WHAT THIS TASK INVOLVES
Please put the material below into a two-column CSV headed request and answer, giving each text its own row with the boxes that follow it in the answer field. Quote every field, replace line breaks with spaces, and leave the pictures out.

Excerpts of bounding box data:
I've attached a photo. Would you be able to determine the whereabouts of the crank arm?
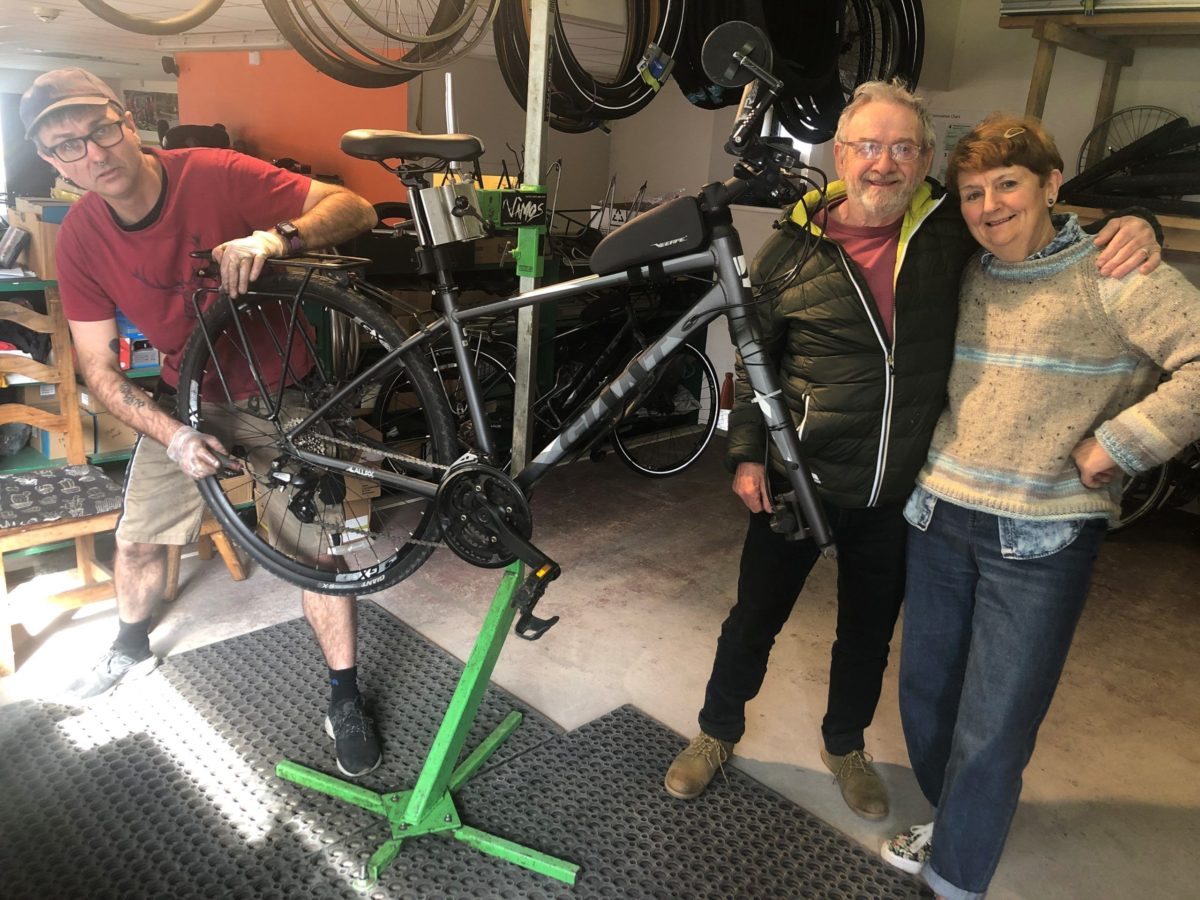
[484,505,563,641]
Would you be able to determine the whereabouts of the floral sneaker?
[880,822,934,875]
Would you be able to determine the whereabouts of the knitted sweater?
[917,216,1200,520]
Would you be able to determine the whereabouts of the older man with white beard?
[665,82,1157,820]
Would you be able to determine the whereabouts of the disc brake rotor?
[436,463,533,569]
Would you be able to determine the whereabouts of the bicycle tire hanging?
[263,0,498,88]
[674,0,925,144]
[492,0,685,133]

SOLUTION TO THE EXERCISE
request,answer
"I've attached a photo. Would you be able to determine the whereabouts of the crank arm?","[484,505,563,641]"
"Would you be able to determine the whereabouts of the floral sneaker?","[880,822,934,875]"
"Would you be able to determine the whereabouts of the knitted sweater?","[917,216,1200,520]"
"Would you be able to determine the whereabouts of the older man with white beard?","[665,82,1157,820]"
"Would you be able to determine the whereabouts of the disc brake rotor?","[436,463,533,569]"
"Would you be able to determine the whereabouts of the bicycle tire hanging?","[263,0,498,88] [674,0,925,144] [492,0,685,133]"